╭──
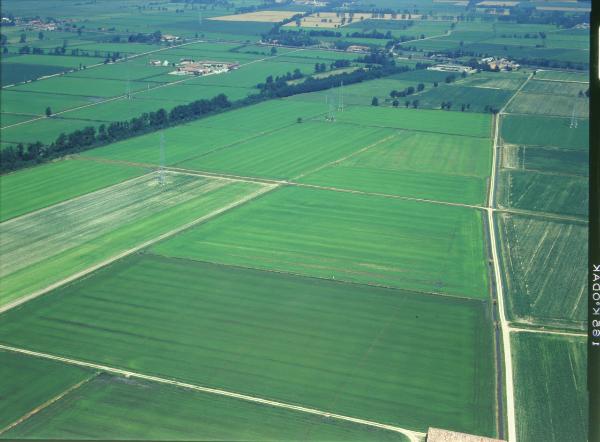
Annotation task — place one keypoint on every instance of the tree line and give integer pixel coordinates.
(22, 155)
╰──
╭──
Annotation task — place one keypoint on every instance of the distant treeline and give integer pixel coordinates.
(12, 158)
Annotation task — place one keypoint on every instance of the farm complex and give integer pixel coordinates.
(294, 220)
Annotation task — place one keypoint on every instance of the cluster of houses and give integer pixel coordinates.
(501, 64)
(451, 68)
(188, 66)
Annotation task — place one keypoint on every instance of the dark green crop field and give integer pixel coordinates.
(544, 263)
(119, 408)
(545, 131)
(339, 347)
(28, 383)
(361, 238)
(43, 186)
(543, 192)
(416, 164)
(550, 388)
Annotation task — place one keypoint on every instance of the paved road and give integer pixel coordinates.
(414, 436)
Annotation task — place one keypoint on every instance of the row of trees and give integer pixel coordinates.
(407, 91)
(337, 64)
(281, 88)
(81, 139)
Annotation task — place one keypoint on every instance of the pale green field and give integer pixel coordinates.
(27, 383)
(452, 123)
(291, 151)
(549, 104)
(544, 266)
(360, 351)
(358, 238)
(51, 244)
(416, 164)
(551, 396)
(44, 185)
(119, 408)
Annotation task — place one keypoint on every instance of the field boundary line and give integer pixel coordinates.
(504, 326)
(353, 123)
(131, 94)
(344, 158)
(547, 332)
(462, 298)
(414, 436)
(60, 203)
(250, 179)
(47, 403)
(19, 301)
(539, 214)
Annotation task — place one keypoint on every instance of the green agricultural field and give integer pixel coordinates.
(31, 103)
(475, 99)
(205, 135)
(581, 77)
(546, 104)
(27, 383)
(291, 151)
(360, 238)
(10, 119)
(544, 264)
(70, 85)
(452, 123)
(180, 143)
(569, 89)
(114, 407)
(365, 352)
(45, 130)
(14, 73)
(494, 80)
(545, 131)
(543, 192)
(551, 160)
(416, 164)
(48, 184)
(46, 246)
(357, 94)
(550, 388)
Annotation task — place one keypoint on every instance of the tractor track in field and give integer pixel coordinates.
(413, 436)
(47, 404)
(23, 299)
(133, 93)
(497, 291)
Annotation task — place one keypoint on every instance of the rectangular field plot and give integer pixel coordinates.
╰──
╭──
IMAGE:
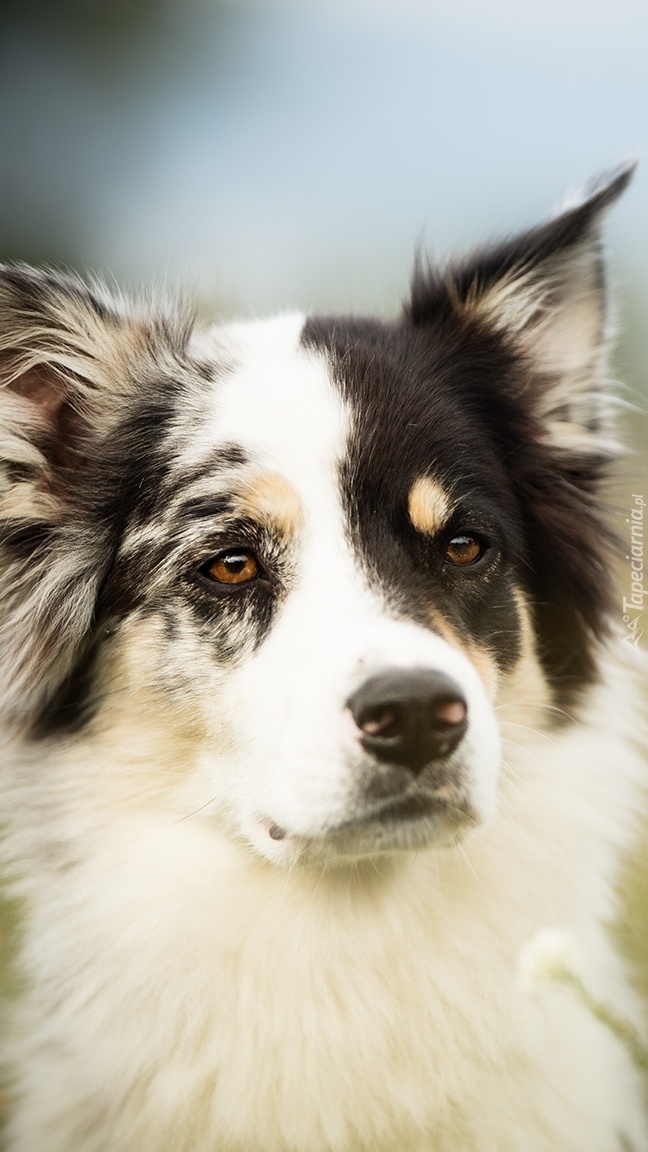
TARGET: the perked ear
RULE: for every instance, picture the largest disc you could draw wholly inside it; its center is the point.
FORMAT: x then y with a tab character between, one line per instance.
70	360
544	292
╰──
Waar je aan werkt: Tel in de lijst hierboven de regels waarin het woord "distant" staat. Geef alleen dat aantal.

Uitgewerkt antwoord: 1